Le système actuel de production et d’échange de biens et de services n’atteint pas – et c’est très visible en ces temps de crise – les objectifs que l’on doit assigner aux lois qui régissent les sociétés. Il creuse un fossé profond entre des gagnants, minoritaires, et la masse des perdants qui vivent dans le dénuement.
Dans son premier ouvrage, « Essai sur l

 » (1) Pierre Calame (2) s’intéressait à l’énoncé des règles et à la conception des facteurs qui fondent la production, l’échange et la consommation. Constatant l’impasse du paradigme économique actuel, il démontre que l’économie doit revenir à son sens étymologique, « oïkos », le foyer, la maison commune, et « nomos », la loi. Revenir à l’œconomie, c’est avoir une vision économique plus large, qui recouvre à la fois l’art de l’organisation des échanges matériels et immatériels des êtres humains entre eux, des sociétés entre elles et de l’humanité avec la biosphère. Pierre Calame explore ces questions dans un esprit de réflexion ouverte. Il démontre qu’il est possible aujourd’hui d’assurer à la société la maîtrise collective et démocratique de son propre destin.

 
Le terme « œconomie » renvoie à ce que l’on cherche à bâtir pour l’avenir ; il correspond à la branche de la gouvernance qui organise la production d’échanges et la consommation des biens et services.

Il désigne, selon Pierre Calame, une branche de la gouvernance qui a pour objet de créer des acteurs et des agencements institutionnels, des processus et des règles visant à organiser la production, la répartition et l’utilisation de biens et de services en vue d’assurer à l’humanité tout le bien-être possible en tirant le meilleur parti des capacités techniques et de la créativité humaine, dans un souci constant de préservation et d’enrichissement de la biosphère, de conservation des intérêts, des droits et des capacités d’initiative des générations futures et dans des conditions de responsabilité et d’équité suscitant l’adhésion de tous.

*-*-*

Reproduisez le passage de l'extrait sur l'œconomie qui débute par « Le système actuel » et s'achève après « dans le dénuement. », en substituant « vainqueurs » à « gagnants ».

*-*-*

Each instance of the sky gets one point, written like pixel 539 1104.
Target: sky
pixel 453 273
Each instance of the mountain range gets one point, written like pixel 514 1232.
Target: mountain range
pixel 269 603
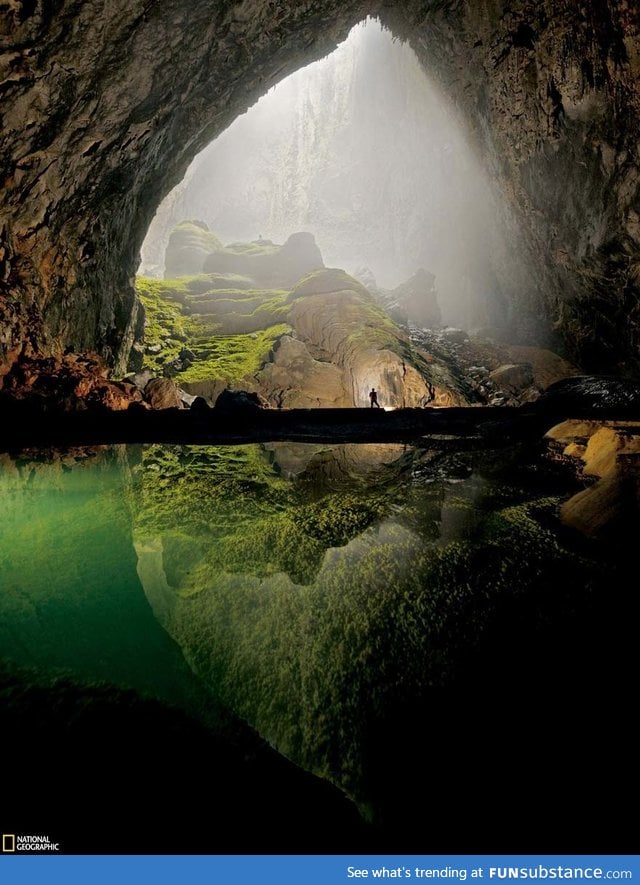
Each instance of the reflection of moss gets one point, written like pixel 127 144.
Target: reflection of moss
pixel 339 517
pixel 249 519
pixel 386 617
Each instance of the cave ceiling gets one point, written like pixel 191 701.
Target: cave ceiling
pixel 104 106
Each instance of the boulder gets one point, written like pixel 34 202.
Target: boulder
pixel 609 450
pixel 512 377
pixel 238 401
pixel 189 245
pixel 415 302
pixel 589 393
pixel 267 264
pixel 162 393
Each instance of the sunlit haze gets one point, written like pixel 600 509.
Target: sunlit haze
pixel 362 151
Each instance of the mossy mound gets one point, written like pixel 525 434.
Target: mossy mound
pixel 328 280
pixel 189 245
pixel 229 333
pixel 268 264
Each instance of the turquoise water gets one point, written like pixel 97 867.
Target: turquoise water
pixel 329 596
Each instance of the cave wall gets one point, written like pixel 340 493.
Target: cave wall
pixel 103 107
pixel 551 92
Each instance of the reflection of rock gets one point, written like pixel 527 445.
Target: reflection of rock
pixel 320 463
pixel 611 452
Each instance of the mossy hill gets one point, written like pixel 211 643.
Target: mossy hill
pixel 273 320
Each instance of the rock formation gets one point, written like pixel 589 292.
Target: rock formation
pixel 104 107
pixel 323 342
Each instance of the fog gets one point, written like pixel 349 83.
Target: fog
pixel 361 150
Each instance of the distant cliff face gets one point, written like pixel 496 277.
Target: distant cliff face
pixel 104 106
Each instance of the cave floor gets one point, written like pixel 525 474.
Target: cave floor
pixel 24 427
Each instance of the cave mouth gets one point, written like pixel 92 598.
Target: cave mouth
pixel 362 150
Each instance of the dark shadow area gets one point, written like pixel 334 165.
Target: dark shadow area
pixel 104 771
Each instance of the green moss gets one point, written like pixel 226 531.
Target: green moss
pixel 338 518
pixel 188 234
pixel 231 357
pixel 326 281
pixel 252 248
pixel 165 322
pixel 172 323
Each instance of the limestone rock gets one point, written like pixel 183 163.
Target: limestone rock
pixel 238 401
pixel 190 243
pixel 513 377
pixel 267 264
pixel 551 93
pixel 162 393
pixel 415 302
pixel 69 383
pixel 593 392
pixel 611 451
pixel 295 380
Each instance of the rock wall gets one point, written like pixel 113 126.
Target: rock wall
pixel 103 107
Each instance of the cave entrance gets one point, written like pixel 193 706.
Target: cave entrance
pixel 362 151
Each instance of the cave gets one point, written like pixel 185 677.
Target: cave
pixel 117 643
pixel 102 115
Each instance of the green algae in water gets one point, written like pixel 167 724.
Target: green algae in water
pixel 322 594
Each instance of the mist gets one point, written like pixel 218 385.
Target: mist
pixel 361 150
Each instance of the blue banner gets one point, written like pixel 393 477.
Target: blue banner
pixel 16 869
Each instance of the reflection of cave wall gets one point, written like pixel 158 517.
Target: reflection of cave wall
pixel 103 108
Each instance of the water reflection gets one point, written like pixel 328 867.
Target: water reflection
pixel 361 606
pixel 326 593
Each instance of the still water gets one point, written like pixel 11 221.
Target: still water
pixel 335 598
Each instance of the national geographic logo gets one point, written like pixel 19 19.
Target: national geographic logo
pixel 12 843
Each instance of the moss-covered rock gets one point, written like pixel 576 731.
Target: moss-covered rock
pixel 323 342
pixel 189 245
pixel 268 264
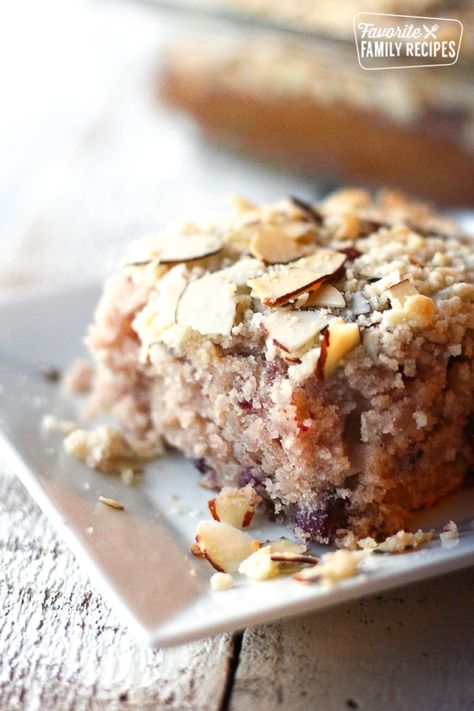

*-*-*

**Réponse attendue**
Le système actuel de production et d’échange de biens et de services n’atteint pas – et c’est très visible en ces temps de crise – les objectifs que l’on doit assigner aux lois qui régissent les sociétés. Il creuse un fossé profond entre des vainqueurs, minoritaires, et la masse des perdants qui vivent dans le dénuement.